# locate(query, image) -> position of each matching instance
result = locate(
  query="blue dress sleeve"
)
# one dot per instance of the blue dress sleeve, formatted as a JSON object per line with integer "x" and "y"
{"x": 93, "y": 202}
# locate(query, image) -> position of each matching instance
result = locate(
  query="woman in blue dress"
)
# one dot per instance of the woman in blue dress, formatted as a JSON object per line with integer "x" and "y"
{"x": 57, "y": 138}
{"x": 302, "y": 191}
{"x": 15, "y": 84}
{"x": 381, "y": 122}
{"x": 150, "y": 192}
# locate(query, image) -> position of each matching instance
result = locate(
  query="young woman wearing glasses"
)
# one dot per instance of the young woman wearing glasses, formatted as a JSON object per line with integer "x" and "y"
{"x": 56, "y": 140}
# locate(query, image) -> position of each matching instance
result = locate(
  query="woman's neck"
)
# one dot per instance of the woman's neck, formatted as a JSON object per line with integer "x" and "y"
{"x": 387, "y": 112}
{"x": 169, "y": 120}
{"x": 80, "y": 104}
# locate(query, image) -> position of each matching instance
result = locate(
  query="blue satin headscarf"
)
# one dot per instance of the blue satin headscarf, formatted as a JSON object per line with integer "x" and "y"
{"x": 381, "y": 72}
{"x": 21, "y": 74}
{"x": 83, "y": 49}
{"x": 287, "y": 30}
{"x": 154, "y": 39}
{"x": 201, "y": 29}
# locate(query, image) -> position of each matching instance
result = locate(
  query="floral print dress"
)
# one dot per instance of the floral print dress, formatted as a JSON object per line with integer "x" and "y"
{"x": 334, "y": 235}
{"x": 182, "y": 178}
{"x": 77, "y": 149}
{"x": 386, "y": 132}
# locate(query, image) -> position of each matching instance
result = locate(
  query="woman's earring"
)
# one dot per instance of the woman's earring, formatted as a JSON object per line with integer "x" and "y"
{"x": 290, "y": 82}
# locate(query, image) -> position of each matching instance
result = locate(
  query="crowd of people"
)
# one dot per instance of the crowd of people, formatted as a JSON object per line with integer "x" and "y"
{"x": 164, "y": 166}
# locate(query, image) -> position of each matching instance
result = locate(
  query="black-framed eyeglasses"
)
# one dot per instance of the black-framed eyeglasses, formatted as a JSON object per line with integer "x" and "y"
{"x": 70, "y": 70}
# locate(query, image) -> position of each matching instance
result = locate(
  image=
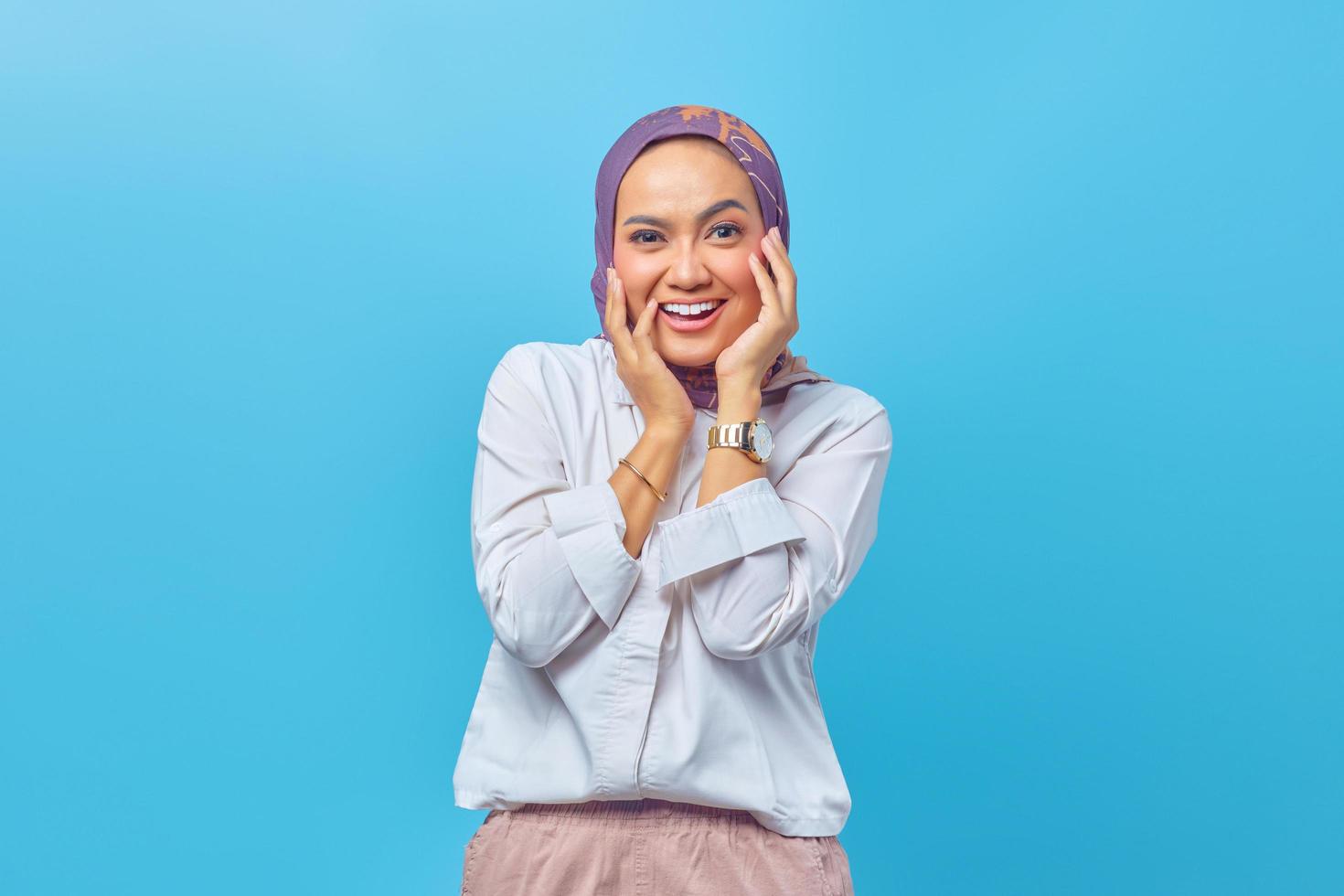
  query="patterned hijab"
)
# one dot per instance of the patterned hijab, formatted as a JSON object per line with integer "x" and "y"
{"x": 755, "y": 156}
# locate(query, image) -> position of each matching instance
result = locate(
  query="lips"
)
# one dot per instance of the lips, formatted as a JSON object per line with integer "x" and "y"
{"x": 683, "y": 325}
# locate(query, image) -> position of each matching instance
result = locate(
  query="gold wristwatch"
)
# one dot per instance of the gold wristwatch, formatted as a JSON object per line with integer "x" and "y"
{"x": 752, "y": 437}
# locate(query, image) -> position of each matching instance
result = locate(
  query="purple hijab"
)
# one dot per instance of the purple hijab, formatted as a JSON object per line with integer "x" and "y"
{"x": 755, "y": 156}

*Set task*: Return each line from the rows above that contains the word "floral". Case counts, so only an exact match in capitalization qualifies.

*Solution*:
  query="floral print dress"
# one dot per instance of the floral print dress, formatted as a JSON object per line with integer "x" and "y"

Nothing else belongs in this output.